[MATERIAL FOR THIS EXERCISE Boundary: Start]

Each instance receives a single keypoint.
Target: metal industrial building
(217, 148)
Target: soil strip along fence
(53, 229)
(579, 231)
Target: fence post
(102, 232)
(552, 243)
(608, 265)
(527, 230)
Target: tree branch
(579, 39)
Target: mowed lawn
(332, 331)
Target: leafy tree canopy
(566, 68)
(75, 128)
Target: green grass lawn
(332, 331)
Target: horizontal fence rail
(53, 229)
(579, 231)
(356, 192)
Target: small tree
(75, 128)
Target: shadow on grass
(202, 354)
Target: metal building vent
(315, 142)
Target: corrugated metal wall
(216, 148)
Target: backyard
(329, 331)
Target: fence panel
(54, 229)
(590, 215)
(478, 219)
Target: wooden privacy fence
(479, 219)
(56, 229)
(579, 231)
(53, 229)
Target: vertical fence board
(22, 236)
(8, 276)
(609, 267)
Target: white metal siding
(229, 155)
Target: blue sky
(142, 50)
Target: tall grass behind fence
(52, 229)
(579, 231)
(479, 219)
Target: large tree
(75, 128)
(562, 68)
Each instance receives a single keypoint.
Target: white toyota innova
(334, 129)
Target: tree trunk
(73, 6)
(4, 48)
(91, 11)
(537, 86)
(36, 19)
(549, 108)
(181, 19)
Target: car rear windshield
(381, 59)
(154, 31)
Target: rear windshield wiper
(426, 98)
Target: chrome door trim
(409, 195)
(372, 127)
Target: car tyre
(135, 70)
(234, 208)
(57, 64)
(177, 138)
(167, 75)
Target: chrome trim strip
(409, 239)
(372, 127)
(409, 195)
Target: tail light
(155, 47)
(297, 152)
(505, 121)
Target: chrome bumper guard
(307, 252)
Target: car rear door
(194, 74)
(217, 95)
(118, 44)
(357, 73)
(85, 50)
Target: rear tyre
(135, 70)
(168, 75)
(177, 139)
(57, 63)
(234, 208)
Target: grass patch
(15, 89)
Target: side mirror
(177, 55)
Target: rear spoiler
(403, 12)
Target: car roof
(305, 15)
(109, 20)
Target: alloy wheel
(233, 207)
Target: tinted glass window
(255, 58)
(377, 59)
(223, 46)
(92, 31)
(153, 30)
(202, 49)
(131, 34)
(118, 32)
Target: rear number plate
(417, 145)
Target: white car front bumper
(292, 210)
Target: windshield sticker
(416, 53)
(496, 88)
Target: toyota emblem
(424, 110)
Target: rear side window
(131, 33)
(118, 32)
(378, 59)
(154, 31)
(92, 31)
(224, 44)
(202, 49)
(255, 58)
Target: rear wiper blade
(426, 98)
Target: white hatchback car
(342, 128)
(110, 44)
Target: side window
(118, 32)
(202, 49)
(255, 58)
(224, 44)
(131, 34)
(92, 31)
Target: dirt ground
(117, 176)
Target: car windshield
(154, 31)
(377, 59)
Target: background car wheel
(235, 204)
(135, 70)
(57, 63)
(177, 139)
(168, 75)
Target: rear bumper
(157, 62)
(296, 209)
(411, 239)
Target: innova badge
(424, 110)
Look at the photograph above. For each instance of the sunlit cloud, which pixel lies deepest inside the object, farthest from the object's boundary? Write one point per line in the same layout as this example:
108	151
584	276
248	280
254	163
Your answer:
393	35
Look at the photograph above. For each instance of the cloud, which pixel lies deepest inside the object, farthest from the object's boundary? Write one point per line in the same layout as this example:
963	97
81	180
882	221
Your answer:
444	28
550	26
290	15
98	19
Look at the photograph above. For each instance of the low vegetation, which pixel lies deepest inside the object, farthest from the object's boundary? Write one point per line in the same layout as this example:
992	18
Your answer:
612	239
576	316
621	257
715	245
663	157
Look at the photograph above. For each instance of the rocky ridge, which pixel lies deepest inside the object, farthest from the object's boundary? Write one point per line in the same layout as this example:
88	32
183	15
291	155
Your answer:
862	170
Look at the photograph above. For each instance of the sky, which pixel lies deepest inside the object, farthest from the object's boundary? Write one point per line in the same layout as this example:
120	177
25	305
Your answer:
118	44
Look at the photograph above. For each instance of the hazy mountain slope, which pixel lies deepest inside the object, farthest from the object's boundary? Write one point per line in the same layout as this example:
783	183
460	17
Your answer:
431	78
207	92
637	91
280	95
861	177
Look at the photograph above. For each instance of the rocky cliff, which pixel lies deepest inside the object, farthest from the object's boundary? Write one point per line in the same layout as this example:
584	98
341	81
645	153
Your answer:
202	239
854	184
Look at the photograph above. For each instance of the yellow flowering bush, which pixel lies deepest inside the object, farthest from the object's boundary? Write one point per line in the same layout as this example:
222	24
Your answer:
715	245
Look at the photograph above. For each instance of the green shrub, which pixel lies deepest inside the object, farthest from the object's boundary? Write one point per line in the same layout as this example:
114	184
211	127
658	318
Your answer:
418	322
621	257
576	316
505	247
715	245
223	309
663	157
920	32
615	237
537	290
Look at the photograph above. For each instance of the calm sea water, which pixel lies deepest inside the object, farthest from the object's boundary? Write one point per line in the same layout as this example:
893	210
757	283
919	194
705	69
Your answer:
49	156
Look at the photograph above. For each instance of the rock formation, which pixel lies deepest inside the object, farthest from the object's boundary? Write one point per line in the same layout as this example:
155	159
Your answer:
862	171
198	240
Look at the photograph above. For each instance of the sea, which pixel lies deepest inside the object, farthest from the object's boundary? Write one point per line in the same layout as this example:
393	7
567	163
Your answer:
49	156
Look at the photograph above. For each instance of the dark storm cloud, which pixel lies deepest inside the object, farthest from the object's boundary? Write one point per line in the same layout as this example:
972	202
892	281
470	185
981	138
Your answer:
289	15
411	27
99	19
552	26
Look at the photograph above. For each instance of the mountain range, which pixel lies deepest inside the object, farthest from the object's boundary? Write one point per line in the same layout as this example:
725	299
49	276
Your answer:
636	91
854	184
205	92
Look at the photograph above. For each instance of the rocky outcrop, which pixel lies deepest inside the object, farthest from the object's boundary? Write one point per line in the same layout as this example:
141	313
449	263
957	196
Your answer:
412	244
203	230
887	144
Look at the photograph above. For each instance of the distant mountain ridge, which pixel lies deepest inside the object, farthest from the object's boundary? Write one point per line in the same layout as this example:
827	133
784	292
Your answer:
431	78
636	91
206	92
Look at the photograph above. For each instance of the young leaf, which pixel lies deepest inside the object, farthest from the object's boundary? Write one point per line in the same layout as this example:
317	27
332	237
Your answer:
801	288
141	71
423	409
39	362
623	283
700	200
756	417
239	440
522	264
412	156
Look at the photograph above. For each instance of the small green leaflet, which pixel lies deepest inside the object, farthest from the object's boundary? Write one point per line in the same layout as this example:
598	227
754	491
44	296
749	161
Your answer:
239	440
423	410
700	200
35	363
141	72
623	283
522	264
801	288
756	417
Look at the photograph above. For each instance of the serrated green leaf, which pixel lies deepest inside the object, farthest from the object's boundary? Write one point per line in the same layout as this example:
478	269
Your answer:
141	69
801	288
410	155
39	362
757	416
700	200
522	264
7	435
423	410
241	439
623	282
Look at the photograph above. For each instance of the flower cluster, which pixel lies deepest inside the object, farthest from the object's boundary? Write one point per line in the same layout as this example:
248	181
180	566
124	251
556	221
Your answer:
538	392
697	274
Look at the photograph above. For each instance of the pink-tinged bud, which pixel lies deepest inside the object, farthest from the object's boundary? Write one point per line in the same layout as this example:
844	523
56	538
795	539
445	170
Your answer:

[MATERIAL FOR THIS EXERCISE Boundary: End]

-- WHAT TO PRODUCE --
Reproduce all of the entries word for word. Omit nothing.

-- REPLY TO THE EXERCISE --
Each instance receives a single keypoint.
Target: metal industrial building
(217, 148)
Target: soil strip along fence
(53, 229)
(579, 231)
Target: fence post
(102, 232)
(552, 243)
(608, 265)
(527, 230)
Target: tree branch
(579, 39)
Target: mowed lawn
(332, 331)
Target: leafy tree canopy
(566, 68)
(75, 128)
Target: green grass lawn
(332, 331)
Target: horizontal fence rail
(53, 229)
(579, 231)
(356, 192)
Target: small tree
(75, 128)
Target: shadow on grass
(202, 354)
Target: metal building vent
(315, 142)
Target: corrugated metal wall
(216, 148)
Target: backyard
(329, 331)
Target: fence panel
(54, 229)
(590, 215)
(478, 219)
Target: wooden privacy fence
(479, 219)
(56, 229)
(579, 231)
(53, 229)
Target: vertical fence board
(22, 236)
(8, 276)
(609, 267)
Target: white metal siding
(229, 155)
Target: blue sky
(142, 50)
Target: tall grass behind fence
(52, 229)
(579, 231)
(479, 219)
Target: large tree
(75, 128)
(562, 68)
Each instance receives a single keypoint.
Target: white toyota innova
(334, 129)
Target: tree trunk
(73, 6)
(4, 48)
(91, 11)
(537, 86)
(36, 19)
(549, 108)
(181, 19)
Target: car rear windshield
(381, 59)
(154, 31)
Target: rear windshield wiper
(426, 98)
Target: chrome door trim
(409, 195)
(372, 127)
Target: car tyre
(135, 70)
(234, 208)
(57, 64)
(177, 138)
(167, 75)
Target: chrome trim strip
(409, 239)
(372, 127)
(409, 195)
Target: tail light
(155, 47)
(297, 152)
(505, 121)
Target: chrome bumper guard
(307, 252)
Target: car rear door
(194, 74)
(217, 95)
(118, 44)
(357, 73)
(85, 50)
Target: rear tyre
(135, 70)
(168, 75)
(177, 139)
(57, 63)
(234, 208)
Target: grass patch
(15, 89)
Target: side mirror
(177, 55)
Target: rear spoiler
(403, 12)
Target: car roof
(305, 15)
(109, 20)
Target: alloy wheel
(233, 207)
Target: tinted glass window
(255, 58)
(377, 59)
(223, 46)
(92, 31)
(153, 30)
(202, 49)
(131, 34)
(118, 32)
Target: rear number plate
(417, 145)
Target: white car front bumper
(292, 210)
Target: windshield sticker
(416, 53)
(496, 88)
Target: toyota emblem
(424, 110)
Target: rear side window
(131, 33)
(118, 32)
(378, 59)
(154, 31)
(92, 31)
(224, 44)
(202, 49)
(255, 58)
Target: rear wiper blade
(426, 98)
Target: white hatchback car
(342, 128)
(110, 44)
Target: side window
(118, 32)
(202, 49)
(255, 58)
(224, 44)
(131, 34)
(92, 31)
Target: dirt ground
(117, 176)
Target: car windshield
(154, 31)
(377, 59)
Target: background car wheel
(235, 204)
(135, 70)
(57, 63)
(177, 139)
(168, 75)
Target: rear bumper
(157, 62)
(296, 209)
(411, 239)
Target: innova badge
(424, 110)
Look at the photograph above. For each instance of the sunlit cloud, which pixel lies deepest inside the object, farthest from the object's boundary? Write one point per line in the same layout as this example:
108	151
584	276
248	280
254	163
Your answer:
393	35
Look at the photograph above. For each instance of the cloud, which pixel lies deepest inside the object, farthest from the object's boundary? Write one point per line in the same layout as this example:
963	97
81	180
882	221
Your answer:
444	28
550	26
290	15
98	19
Look at the photograph above. For each instance of the low vegetation, which pixel lies deepest inside the object, farthest from the object's boundary? Write one point per line in the same layout as this example:
992	18
Your answer:
612	239
576	316
621	257
715	245
663	157
Look at the photograph above. For each instance of the rocky ridge, which pixel lies deepest inside the object, farthest from the object's boundary? Write one point per line in the same layout as this example:
88	32
183	15
291	155
Your answer:
862	170
Look at the photograph above. For each instance of the sky, which pixel lies deepest inside the object, farthest from the object's boundary? Write one point per line in the same layout as this example:
120	177
25	305
Your answer:
118	44
Look at the photograph above. For each instance of the hazy mountain slope, which pixel lies deepest inside the object, farthest from the object's boundary? Write one point per line in the same layout as this example:
783	183
460	17
Your answer:
431	78
207	92
637	91
280	95
861	177
Look at the photograph above. For each instance of the rocky cliff, which pixel lies deepest inside the object, farthest from the object's boundary? Write one point per line in the same layout as this example:
584	98
341	81
645	153
Your answer:
202	239
854	184
Look at the photograph above. For each instance of the yellow flowering bush, which pixel lies deepest inside the object, farthest from the object's boundary? Write one point per line in the same layout as this example:
222	24
Your answer:
715	245
Look at the photograph above. For each instance of the green shrub, which pixel lies deepest inside the object, farthest from the object's boundary? Write one point per line in the same layout as this example:
114	184
211	127
658	318
Your answer:
418	322
621	257
576	316
505	247
715	245
223	309
663	157
920	32
615	237
537	290
Look at the photograph above. For each instance of the calm sea water, which pixel lies deepest inside the object, farthest from the object's boundary? Write one point per line in the same layout as this example:
893	210
757	283
919	194
705	69
Your answer:
49	156
Look at the photograph above. For each instance of the rock formation, which pixel lies deepest inside the object, farthest from the object's boundary? Write one point per line in the same layout as this example:
155	159
Your answer:
862	171
198	240
Look at the photograph above. For each instance of the sea, which pixel lies deepest inside the object, farthest from the object's boundary? Write one point per line in the same layout as this example:
393	7
567	163
Your answer:
49	156
Look at the photograph above. For each instance of the dark storm cloud, which pixel lies deepest inside the object, farthest from the object's boundary? Write one point per line in the same layout as this example:
972	202
892	281
470	185
981	138
Your answer:
289	15
411	27
99	19
552	26
Look at the photograph above. For each instance of the mountain range, which pixel lies deepest inside the object, farthest from the object's boundary? Write one point per line in the same layout as this example:
725	299
49	276
Your answer:
636	91
854	184
205	92
Look at the photograph above. For each instance of the rocky outcrop, which pixel lies deepest inside the object, farthest from the object's boundary? Write one point per line in the same layout as this example:
141	313
449	263
957	196
Your answer:
412	244
203	230
887	144
Look at the photograph above. For each instance of the distant mountain ridge, which pixel lies deepest inside the object, farthest from the object's boundary? Write one point per line in the same layout as this example:
827	133
784	292
Your answer:
431	78
636	91
206	92
Look at the photograph above. For each instance of the young leaf, which pixel lies deepest inside the object, farthest from the object's boundary? Write one point per line in the same layout as this example:
317	27
332	237
Your answer:
801	288
141	71
423	409
39	362
623	283
700	200
756	417
239	440
522	264
412	156
Look at the photograph above. For each instance of the small green leaflet, which pixel lies deepest inside the object, farthest from the object's boundary? Write one point per line in the same layout as this example:
598	227
754	491
44	296
749	161
Your answer:
239	440
423	410
700	200
35	363
141	72
623	283
522	264
801	288
756	417
Look at the photograph above. For each instance of the serrated green leaf, which pixel lies deepest inside the object, farthest from the object's boundary? Write one point per line in the same layout as this example:
478	269
Your answer:
141	69
801	288
410	155
39	362
757	416
700	200
522	264
7	435
423	410
241	439
623	282
Look at the photograph above. For each instance of the flower cluster, which pixel lies deepest inside the object, farthest from the object's boundary? Write one point per line in the same layout as this example:
248	181
180	566
124	251
556	221
Your answer:
538	392
697	274
Look at the photograph above. For each instance of the pink-tinged bud, which pixel lies deepest inside the object, farthest from the object's boundary? Write one point per line in the same layout as this example:
844	523
56	538
795	539
445	170
Your answer:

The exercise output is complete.